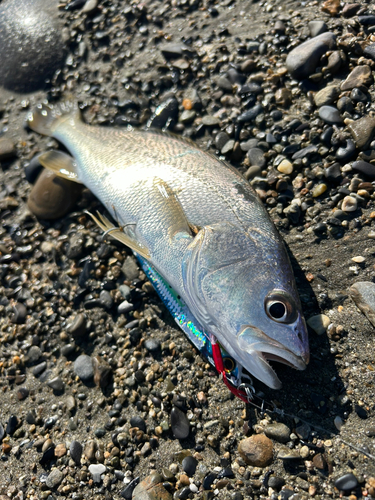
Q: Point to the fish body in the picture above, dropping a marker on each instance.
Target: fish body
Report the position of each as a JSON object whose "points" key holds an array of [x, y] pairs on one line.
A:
{"points": [[199, 226]]}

::::::

WHAT YOU WILL DO> Word for word, copy all the entries above, but with no pictures.

YOUR RESPONSE>
Q: Point to the fish body in the picture above, dropping a marker on each instance.
Target: fish body
Report the position of each as a JSON object whose "points" key holds an array of [x, y] pairs on one line.
A:
{"points": [[199, 226]]}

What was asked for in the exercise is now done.